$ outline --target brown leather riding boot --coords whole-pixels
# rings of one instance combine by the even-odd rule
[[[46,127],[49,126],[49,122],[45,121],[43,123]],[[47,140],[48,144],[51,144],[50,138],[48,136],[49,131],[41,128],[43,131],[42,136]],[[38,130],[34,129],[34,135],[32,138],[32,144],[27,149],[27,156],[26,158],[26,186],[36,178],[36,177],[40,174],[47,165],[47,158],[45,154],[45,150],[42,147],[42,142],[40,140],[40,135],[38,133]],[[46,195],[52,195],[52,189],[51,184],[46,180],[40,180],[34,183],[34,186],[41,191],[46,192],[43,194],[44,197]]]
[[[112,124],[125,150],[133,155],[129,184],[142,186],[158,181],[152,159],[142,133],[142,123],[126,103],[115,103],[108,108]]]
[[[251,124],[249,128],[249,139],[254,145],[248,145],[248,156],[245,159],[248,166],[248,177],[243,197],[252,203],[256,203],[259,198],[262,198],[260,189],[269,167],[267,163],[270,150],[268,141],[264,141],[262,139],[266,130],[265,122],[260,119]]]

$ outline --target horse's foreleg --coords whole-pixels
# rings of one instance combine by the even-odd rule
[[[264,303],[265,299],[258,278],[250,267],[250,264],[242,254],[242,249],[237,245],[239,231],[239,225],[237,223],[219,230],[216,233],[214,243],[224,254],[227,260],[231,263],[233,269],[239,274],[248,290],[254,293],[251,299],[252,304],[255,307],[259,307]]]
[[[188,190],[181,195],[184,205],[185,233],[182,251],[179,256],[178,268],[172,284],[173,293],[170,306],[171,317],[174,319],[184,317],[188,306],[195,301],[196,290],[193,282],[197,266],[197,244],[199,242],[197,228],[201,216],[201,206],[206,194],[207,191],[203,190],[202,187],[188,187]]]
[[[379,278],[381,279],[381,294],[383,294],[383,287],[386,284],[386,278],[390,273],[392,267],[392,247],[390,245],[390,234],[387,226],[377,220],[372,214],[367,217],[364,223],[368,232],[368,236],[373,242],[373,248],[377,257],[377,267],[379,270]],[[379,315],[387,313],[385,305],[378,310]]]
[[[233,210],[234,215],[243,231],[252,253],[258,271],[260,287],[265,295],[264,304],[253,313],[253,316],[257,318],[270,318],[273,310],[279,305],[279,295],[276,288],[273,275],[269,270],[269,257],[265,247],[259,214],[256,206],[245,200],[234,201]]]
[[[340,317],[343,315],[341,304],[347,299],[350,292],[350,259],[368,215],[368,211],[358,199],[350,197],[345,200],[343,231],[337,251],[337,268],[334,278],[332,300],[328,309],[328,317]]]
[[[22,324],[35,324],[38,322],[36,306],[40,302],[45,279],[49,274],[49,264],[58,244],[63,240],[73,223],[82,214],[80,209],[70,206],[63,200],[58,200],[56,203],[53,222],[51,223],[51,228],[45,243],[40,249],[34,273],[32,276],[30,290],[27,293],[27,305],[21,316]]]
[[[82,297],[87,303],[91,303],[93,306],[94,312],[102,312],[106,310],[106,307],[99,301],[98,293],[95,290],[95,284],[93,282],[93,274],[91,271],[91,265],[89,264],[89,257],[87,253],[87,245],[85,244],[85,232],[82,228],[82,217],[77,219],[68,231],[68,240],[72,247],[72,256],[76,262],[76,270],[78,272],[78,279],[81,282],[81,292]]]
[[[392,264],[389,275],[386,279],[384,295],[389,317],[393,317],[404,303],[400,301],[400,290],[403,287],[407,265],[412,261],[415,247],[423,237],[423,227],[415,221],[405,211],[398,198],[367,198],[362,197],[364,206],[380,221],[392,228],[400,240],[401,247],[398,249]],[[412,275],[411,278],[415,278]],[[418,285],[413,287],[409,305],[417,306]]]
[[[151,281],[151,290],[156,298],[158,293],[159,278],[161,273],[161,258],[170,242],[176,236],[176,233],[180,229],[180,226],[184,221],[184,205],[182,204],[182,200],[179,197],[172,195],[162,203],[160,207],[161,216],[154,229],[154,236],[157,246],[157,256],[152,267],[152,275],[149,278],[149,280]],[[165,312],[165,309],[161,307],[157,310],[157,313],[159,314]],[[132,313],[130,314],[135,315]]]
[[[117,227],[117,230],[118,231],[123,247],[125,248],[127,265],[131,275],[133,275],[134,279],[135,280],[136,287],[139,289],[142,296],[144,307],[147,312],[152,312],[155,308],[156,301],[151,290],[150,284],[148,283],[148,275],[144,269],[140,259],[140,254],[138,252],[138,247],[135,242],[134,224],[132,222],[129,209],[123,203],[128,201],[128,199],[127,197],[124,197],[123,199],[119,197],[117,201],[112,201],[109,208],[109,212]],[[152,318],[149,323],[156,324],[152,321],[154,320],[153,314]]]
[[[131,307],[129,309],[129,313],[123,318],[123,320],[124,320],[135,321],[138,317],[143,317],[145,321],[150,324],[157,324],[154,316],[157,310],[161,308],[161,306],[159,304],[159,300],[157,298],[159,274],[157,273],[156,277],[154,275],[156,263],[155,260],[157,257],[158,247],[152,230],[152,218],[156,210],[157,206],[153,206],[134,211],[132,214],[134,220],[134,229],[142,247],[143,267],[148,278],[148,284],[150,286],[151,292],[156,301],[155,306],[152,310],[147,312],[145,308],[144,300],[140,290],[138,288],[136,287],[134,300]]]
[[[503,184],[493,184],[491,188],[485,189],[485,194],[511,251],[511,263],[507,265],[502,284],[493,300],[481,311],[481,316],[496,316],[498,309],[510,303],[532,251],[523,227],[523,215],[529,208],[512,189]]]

◆ EXERCISE TASK
Find each line in the records that contains the string "pixels", treating uppercase and lowercase as different, and copy those lines out.

◆ SOLVED EXERCISE
$ outline --target brown leather riding boot --coords whole-pixels
$ outline --target horse's foreleg --coords whole-pixels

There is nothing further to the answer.